↓

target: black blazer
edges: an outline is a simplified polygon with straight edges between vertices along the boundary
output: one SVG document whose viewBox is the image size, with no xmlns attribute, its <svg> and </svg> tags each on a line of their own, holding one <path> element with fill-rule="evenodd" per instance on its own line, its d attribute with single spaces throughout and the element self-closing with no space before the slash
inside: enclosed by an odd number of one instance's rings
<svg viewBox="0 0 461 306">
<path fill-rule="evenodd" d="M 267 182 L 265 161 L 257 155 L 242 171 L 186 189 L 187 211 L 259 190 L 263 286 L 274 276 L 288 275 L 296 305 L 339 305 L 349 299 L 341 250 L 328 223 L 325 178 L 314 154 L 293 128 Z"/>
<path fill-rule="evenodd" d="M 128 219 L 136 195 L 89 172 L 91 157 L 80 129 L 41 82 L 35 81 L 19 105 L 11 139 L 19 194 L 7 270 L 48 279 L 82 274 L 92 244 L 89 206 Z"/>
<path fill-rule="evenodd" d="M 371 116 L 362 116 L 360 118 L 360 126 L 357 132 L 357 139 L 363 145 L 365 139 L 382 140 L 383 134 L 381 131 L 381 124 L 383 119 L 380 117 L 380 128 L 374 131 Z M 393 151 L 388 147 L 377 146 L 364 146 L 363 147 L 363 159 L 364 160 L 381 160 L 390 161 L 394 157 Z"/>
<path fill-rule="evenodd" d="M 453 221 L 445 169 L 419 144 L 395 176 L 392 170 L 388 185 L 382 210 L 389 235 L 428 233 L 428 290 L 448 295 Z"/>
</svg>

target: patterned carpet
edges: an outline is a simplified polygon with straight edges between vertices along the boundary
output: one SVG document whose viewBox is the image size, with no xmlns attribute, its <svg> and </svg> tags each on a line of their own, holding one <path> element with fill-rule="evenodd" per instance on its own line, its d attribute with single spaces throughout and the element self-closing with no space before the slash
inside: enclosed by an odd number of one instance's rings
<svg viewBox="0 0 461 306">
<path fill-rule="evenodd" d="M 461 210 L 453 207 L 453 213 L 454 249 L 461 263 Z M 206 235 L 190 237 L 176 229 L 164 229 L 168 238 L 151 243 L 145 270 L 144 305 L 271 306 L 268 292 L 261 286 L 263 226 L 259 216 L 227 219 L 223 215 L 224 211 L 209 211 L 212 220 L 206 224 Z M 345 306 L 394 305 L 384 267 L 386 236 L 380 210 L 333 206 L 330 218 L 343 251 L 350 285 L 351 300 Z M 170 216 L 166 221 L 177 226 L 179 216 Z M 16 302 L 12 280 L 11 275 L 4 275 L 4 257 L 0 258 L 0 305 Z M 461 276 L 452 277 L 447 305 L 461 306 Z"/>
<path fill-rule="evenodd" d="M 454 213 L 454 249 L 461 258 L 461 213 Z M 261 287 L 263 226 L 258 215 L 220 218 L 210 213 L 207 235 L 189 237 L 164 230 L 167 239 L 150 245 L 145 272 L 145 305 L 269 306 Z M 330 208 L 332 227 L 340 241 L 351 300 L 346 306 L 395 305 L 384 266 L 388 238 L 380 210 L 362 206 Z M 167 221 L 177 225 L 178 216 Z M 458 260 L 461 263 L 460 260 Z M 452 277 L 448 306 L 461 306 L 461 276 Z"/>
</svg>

↑

SHORT TASK: Copy every line of the items above verbatim, keeping each character and line break unchanged.

EXPECTED ANSWER:
target: black blazer
edges: an outline is a simplified polygon with straight edges between vertices along the boundary
output: one SVG document whose viewBox is the image size, with no xmlns attribute, its <svg> and </svg> tags each on a line of their own, holding one <path> element with fill-rule="evenodd" per instance on its own line, its d attribute with single spaces throughout and the element self-closing with no space before the slash
inside: enclosed by an odd number of one instance's rings
<svg viewBox="0 0 461 306">
<path fill-rule="evenodd" d="M 267 182 L 265 161 L 257 155 L 242 171 L 186 189 L 187 211 L 259 190 L 263 286 L 274 276 L 288 275 L 296 305 L 339 305 L 349 299 L 341 250 L 328 223 L 325 178 L 314 154 L 293 128 Z"/>
<path fill-rule="evenodd" d="M 128 219 L 136 195 L 89 172 L 91 157 L 80 129 L 41 82 L 35 81 L 19 105 L 11 139 L 19 194 L 7 270 L 48 279 L 82 274 L 92 244 L 89 206 Z"/>
<path fill-rule="evenodd" d="M 371 116 L 362 116 L 360 118 L 360 126 L 357 132 L 357 139 L 363 145 L 365 139 L 382 140 L 383 134 L 381 131 L 381 124 L 383 119 L 380 117 L 380 128 L 374 131 Z M 393 151 L 388 147 L 377 146 L 364 146 L 363 147 L 363 159 L 364 160 L 381 160 L 390 161 L 394 157 Z"/>
<path fill-rule="evenodd" d="M 453 221 L 445 169 L 419 144 L 395 176 L 392 170 L 388 185 L 382 210 L 389 235 L 428 233 L 428 290 L 448 295 Z"/>
</svg>

target: patterned carpet
edges: an outline is a simplified polygon with straight edges between vertices along the boundary
output: one SVG document whose viewBox is the image size, with no xmlns attribute, its <svg> and </svg> tags each on a line of their own, holding one <path> element with fill-rule="evenodd" per instance on its own line, its d attribute with single spaces throughout and the element self-closing with no space before the slash
inside: enclosed by an odd number of one instance's rings
<svg viewBox="0 0 461 306">
<path fill-rule="evenodd" d="M 461 210 L 453 207 L 453 213 L 454 249 L 461 263 Z M 206 235 L 190 237 L 176 229 L 164 229 L 168 238 L 151 243 L 145 270 L 144 305 L 271 306 L 268 292 L 261 286 L 263 226 L 259 216 L 227 219 L 223 215 L 224 211 L 209 211 L 212 220 L 206 224 Z M 345 306 L 394 305 L 384 267 L 386 236 L 380 210 L 333 206 L 330 218 L 343 251 L 350 285 L 351 300 Z M 170 216 L 166 221 L 177 226 L 179 216 Z M 16 302 L 12 280 L 11 275 L 4 275 L 4 257 L 0 258 L 0 305 Z M 461 276 L 452 277 L 447 305 L 461 306 Z"/>
<path fill-rule="evenodd" d="M 454 213 L 454 249 L 461 258 L 461 213 Z M 261 287 L 263 226 L 258 215 L 220 218 L 210 213 L 207 235 L 189 237 L 164 230 L 167 239 L 150 245 L 145 272 L 145 305 L 269 306 Z M 330 208 L 332 227 L 340 241 L 351 300 L 346 306 L 395 305 L 384 266 L 388 238 L 380 210 L 362 206 Z M 167 221 L 177 225 L 178 216 Z M 458 260 L 461 263 L 460 260 Z M 452 277 L 448 306 L 461 306 L 461 276 Z"/>
</svg>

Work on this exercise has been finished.